▶ _Task to carry out_: Write the data out again, word for word.

▶ _Source material_:
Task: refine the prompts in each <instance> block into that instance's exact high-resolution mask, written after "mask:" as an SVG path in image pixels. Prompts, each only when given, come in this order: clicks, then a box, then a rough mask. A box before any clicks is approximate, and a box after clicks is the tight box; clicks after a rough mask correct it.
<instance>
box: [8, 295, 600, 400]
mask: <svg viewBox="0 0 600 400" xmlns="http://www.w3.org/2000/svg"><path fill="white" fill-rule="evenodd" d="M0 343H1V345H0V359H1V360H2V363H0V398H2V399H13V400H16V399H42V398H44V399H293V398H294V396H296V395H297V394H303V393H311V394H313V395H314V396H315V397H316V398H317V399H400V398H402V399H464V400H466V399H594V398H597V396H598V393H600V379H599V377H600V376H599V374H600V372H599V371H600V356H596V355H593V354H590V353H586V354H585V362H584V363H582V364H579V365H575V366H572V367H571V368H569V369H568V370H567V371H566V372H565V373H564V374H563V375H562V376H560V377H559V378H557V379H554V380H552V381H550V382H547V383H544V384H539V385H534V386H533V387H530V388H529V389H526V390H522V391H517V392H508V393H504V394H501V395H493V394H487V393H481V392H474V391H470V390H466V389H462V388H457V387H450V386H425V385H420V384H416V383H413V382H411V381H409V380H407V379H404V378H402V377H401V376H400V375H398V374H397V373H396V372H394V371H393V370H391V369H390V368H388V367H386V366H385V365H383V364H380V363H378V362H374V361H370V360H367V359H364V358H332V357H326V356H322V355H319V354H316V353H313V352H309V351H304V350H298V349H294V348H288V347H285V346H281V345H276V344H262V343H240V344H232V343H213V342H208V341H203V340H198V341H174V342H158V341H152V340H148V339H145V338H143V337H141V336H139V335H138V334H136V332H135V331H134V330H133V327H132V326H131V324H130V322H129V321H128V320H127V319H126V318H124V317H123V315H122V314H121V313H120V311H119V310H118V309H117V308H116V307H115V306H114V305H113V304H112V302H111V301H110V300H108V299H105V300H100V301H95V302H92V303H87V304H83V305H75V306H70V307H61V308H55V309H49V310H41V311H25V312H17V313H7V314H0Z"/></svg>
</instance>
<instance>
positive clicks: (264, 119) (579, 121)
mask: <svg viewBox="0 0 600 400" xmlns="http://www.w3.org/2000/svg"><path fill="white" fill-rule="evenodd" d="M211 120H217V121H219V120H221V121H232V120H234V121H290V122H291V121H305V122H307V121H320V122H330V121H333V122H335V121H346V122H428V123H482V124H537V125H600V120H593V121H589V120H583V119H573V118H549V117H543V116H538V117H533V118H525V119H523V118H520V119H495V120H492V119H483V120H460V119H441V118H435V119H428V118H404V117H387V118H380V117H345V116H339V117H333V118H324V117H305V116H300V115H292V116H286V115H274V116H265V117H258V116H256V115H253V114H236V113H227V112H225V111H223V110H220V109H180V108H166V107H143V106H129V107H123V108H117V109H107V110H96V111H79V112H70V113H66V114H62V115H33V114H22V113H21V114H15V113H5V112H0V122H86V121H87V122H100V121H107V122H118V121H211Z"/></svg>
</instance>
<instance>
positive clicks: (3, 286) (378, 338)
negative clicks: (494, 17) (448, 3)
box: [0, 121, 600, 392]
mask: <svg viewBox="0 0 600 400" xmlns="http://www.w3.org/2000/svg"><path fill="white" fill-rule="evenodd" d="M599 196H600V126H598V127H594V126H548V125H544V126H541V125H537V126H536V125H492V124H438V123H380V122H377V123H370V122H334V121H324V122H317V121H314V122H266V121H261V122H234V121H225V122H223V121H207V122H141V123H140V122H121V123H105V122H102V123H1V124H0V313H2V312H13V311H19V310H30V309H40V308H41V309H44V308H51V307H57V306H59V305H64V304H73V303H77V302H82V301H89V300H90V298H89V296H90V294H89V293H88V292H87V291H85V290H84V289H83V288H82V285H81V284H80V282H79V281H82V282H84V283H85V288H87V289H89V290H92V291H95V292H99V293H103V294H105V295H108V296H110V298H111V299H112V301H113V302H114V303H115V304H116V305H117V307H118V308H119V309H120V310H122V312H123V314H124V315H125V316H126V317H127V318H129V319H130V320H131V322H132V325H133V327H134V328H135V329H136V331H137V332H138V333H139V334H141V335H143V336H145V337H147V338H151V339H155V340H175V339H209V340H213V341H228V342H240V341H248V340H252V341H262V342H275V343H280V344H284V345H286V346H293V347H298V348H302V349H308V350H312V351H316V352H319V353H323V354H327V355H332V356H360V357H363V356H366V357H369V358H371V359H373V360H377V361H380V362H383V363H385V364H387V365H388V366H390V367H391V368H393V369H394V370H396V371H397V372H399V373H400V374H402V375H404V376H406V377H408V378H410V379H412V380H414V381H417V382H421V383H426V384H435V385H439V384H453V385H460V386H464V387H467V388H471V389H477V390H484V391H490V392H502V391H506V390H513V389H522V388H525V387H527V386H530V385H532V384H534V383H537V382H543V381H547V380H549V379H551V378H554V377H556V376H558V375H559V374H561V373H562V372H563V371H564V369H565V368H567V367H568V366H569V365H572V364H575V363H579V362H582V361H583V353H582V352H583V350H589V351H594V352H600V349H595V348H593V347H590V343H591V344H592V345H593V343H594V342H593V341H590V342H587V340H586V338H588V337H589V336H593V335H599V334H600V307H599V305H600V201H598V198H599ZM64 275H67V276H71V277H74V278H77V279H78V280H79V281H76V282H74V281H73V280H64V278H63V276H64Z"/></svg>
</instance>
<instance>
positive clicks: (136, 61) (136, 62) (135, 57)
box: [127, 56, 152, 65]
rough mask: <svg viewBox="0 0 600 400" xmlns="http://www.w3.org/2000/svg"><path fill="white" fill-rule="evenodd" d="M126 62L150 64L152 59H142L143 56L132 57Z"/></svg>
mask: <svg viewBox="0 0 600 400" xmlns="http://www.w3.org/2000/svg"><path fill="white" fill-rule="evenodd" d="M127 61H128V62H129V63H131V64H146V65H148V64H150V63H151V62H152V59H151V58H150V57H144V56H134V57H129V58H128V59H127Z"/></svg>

▶ _Solution for this problem_:
Task: refine the prompts in each <instance> block into that instance's exact high-resolution mask, written after "mask:" as an SVG path in image pixels. Prompts, each only when given, come in this order: clicks, then a box, then a rough mask. A box before any clicks is approximate, and a box after clicks is the tight box; clicks after a rough mask correct it.
<instance>
box: [8, 295, 600, 400]
mask: <svg viewBox="0 0 600 400" xmlns="http://www.w3.org/2000/svg"><path fill="white" fill-rule="evenodd" d="M0 343H1V345H0V359H1V360H2V363H0V398H2V399H13V400H16V399H42V398H44V399H293V398H294V396H296V395H297V394H303V393H311V394H313V395H314V396H315V397H316V398H317V399H400V398H402V399H464V400H466V399H594V398H597V396H598V393H600V379H599V377H600V376H599V374H600V372H599V371H600V356H596V355H593V354H590V353H586V354H585V362H584V363H582V364H579V365H575V366H572V367H571V368H569V369H568V370H567V371H566V372H565V373H564V374H563V375H562V376H560V377H559V378H557V379H554V380H552V381H550V382H547V383H544V384H539V385H534V386H533V387H530V388H529V389H526V390H522V391H517V392H508V393H504V394H501V395H493V394H487V393H481V392H474V391H470V390H466V389H462V388H457V387H450V386H425V385H420V384H416V383H413V382H411V381H409V380H407V379H404V378H402V377H401V376H400V375H398V374H397V373H396V372H394V371H393V370H391V369H390V368H388V367H386V366H385V365H383V364H380V363H378V362H374V361H370V360H367V359H364V358H332V357H326V356H322V355H319V354H316V353H313V352H309V351H304V350H298V349H294V348H288V347H285V346H281V345H276V344H262V343H240V344H232V343H213V342H208V341H203V340H198V341H174V342H158V341H152V340H148V339H145V338H143V337H141V336H139V335H138V334H136V332H135V331H134V330H133V327H132V326H131V324H130V322H129V321H128V320H127V319H126V318H124V317H123V315H122V314H121V313H120V311H119V310H118V309H117V308H116V307H115V306H114V305H113V304H112V302H111V301H110V300H108V299H105V300H100V301H95V302H92V303H87V304H83V305H75V306H70V307H61V308H55V309H49V310H41V311H25V312H17V313H7V314H0Z"/></svg>
</instance>
<instance>
positive clicks: (264, 119) (579, 121)
mask: <svg viewBox="0 0 600 400" xmlns="http://www.w3.org/2000/svg"><path fill="white" fill-rule="evenodd" d="M211 120H217V121H219V120H221V121H232V120H234V121H290V122H291V121H305V122H307V121H320V122H330V121H333V122H335V121H346V122H428V123H482V124H537V125H600V120H593V121H589V120H583V119H573V118H549V117H543V116H538V117H533V118H525V119H523V118H520V119H495V120H492V119H483V120H460V119H441V118H435V119H428V118H404V117H387V118H380V117H345V116H339V117H333V118H324V117H305V116H300V115H292V116H286V115H274V116H265V117H258V116H256V115H253V114H236V113H227V112H225V111H223V110H220V109H180V108H166V107H143V106H129V107H123V108H117V109H107V110H96V111H79V112H70V113H66V114H62V115H33V114H22V113H21V114H15V113H5V112H0V122H86V121H87V122H100V121H107V122H118V121H211Z"/></svg>
</instance>
<instance>
positive clicks: (3, 286) (378, 338)
negative clicks: (494, 17) (448, 3)
box: [0, 121, 600, 392]
mask: <svg viewBox="0 0 600 400" xmlns="http://www.w3.org/2000/svg"><path fill="white" fill-rule="evenodd" d="M599 196H600V126H598V127H594V126H548V125H544V126H541V125H537V126H536V125H492V124H438V123H380V122H377V123H370V122H334V121H324V122H317V121H314V122H266V121H261V122H234V121H225V122H223V121H207V122H141V123H140V122H121V123H105V122H102V123H1V124H0V313H2V312H13V311H19V310H30V309H40V308H41V309H44V308H51V307H57V306H59V305H64V304H73V303H77V302H82V301H89V300H90V298H89V296H90V294H89V293H88V292H87V291H85V290H84V289H83V288H82V285H81V284H80V282H79V281H82V282H84V283H85V288H87V289H89V290H92V291H95V292H99V293H103V294H105V295H108V296H110V298H111V299H112V301H113V302H114V303H115V304H116V305H117V307H118V308H119V309H120V310H122V312H123V314H124V315H125V316H126V317H127V318H129V319H130V320H131V322H132V325H133V327H134V328H135V329H136V331H137V332H138V333H139V334H141V335H143V336H145V337H147V338H151V339H155V340H175V339H209V340H213V341H228V342H240V341H248V340H252V341H262V342H275V343H280V344H284V345H286V346H293V347H298V348H302V349H308V350H312V351H316V352H319V353H323V354H327V355H332V356H360V357H363V356H366V357H369V358H371V359H373V360H377V361H380V362H383V363H385V364H387V365H388V366H390V367H391V368H393V369H394V370H396V371H397V372H399V373H400V374H402V375H404V376H406V377H408V378H410V379H412V380H414V381H417V382H421V383H426V384H435V385H439V384H453V385H460V386H464V387H467V388H471V389H477V390H484V391H490V392H502V391H506V390H513V389H522V388H525V387H527V386H530V385H532V384H534V383H537V382H543V381H547V380H549V379H551V378H554V377H556V376H558V375H559V374H561V373H562V372H563V371H564V369H565V368H567V367H568V366H569V365H572V364H575V363H579V362H582V361H583V353H582V352H583V350H589V351H594V352H600V349H595V348H593V347H590V343H591V344H592V345H593V343H594V342H593V341H590V342H587V340H586V338H588V337H589V336H593V335H599V334H600V307H599V305H600V201H598V198H599ZM64 275H67V276H71V277H74V278H77V279H78V280H79V281H76V282H74V281H73V280H64V278H63V276H64Z"/></svg>
</instance>
<instance>
positive clicks: (136, 61) (136, 62) (135, 57)
box: [127, 56, 152, 65]
rough mask: <svg viewBox="0 0 600 400" xmlns="http://www.w3.org/2000/svg"><path fill="white" fill-rule="evenodd" d="M126 62L150 64L152 59H142L143 56L132 57Z"/></svg>
mask: <svg viewBox="0 0 600 400" xmlns="http://www.w3.org/2000/svg"><path fill="white" fill-rule="evenodd" d="M127 61H128V62H129V63H131V64H146V65H148V64H150V63H151V62H152V59H151V58H150V57H144V56H134V57H129V58H128V59H127Z"/></svg>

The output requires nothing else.